Job item:
Set down each record below precisely, skipping the pictures.

Dataset entries:
>>

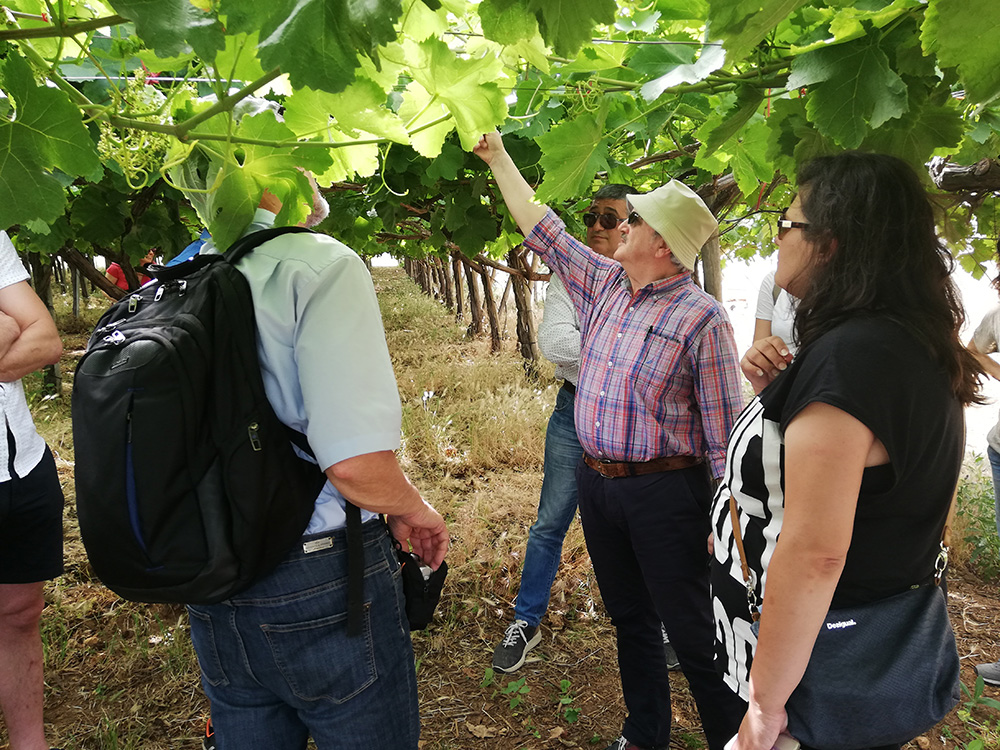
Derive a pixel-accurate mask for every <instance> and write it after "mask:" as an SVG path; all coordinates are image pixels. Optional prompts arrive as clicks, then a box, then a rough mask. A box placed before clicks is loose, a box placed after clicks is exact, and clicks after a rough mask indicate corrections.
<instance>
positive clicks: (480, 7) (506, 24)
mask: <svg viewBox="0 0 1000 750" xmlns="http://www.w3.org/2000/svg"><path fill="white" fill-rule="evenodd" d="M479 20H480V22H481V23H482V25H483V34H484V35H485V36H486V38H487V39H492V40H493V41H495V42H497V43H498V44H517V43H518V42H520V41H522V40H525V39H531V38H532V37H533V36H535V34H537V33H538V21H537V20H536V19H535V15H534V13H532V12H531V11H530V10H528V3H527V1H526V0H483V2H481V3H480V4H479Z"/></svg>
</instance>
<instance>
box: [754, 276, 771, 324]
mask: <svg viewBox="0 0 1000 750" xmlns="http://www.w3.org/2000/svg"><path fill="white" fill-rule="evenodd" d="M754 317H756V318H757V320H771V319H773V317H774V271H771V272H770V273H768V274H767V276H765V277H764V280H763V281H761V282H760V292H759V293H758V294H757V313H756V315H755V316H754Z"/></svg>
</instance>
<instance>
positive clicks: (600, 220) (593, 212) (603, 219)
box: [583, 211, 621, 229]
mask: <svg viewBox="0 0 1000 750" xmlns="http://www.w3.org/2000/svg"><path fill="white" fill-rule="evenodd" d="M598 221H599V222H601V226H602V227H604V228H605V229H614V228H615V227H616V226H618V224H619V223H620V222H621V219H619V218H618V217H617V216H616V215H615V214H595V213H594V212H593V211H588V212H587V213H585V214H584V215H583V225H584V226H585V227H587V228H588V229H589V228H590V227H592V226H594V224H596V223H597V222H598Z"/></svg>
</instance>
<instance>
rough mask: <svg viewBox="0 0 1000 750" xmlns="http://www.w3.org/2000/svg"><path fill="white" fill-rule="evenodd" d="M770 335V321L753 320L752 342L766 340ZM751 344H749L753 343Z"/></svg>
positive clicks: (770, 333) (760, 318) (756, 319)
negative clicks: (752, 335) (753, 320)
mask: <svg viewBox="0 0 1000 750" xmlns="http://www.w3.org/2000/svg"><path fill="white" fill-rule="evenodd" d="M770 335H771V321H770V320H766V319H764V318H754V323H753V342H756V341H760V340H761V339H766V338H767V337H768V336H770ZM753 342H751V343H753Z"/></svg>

<<

Completed exercise:
Derive a pixel-accurate mask for every <instance> and write it after "mask:" as an SVG path; all coordinates are image pixels. Optional prompts arrive as clicks, then a box, then a rough mask. A box placed before clicks is loose, a box placed after clicks is exact, and clicks after a rough mask indicate corrections.
<instance>
positive clicks: (480, 7) (506, 24)
mask: <svg viewBox="0 0 1000 750" xmlns="http://www.w3.org/2000/svg"><path fill="white" fill-rule="evenodd" d="M479 20H480V22H481V23H482V25H483V34H484V35H485V36H486V38H487V39H492V40H493V41H495V42H497V43H498V44H517V43H518V42H520V41H522V40H525V39H531V38H532V37H533V36H535V34H537V33H538V21H537V20H536V19H535V15H534V13H532V12H531V11H530V10H528V3H527V1H526V0H483V2H481V3H480V4H479Z"/></svg>
</instance>
<instance>
box: [754, 276, 771, 324]
mask: <svg viewBox="0 0 1000 750" xmlns="http://www.w3.org/2000/svg"><path fill="white" fill-rule="evenodd" d="M754 317H756V318H757V320H771V319H773V317H774V271H771V272H770V273H768V274H767V276H765V277H764V280H763V281H761V282H760V292H759V293H758V294H757V313H756V315H755V316H754Z"/></svg>
</instance>
<instance>
positive clicks: (600, 220) (593, 212) (603, 219)
box: [583, 211, 621, 229]
mask: <svg viewBox="0 0 1000 750" xmlns="http://www.w3.org/2000/svg"><path fill="white" fill-rule="evenodd" d="M598 221H599V222H601V226H602V227H604V228H605V229H614V228H615V227H616V226H618V224H619V223H620V222H621V219H619V218H618V217H617V216H616V215H615V214H595V213H594V212H593V211H588V212H587V213H585V214H584V215H583V225H584V226H585V227H587V228H588V229H589V228H590V227H592V226H594V224H596V223H597V222H598Z"/></svg>
</instance>
<instance>
rough mask: <svg viewBox="0 0 1000 750" xmlns="http://www.w3.org/2000/svg"><path fill="white" fill-rule="evenodd" d="M770 335V321L753 320L752 342L766 340ZM751 344H749L753 343Z"/></svg>
positive clicks: (770, 333) (760, 318) (756, 319)
negative clicks: (752, 335) (753, 320)
mask: <svg viewBox="0 0 1000 750" xmlns="http://www.w3.org/2000/svg"><path fill="white" fill-rule="evenodd" d="M770 335H771V321H770V320H766V319H764V318H754V323H753V342H756V341H760V340H761V339H766V338H767V337H768V336H770ZM753 342H751V343H753Z"/></svg>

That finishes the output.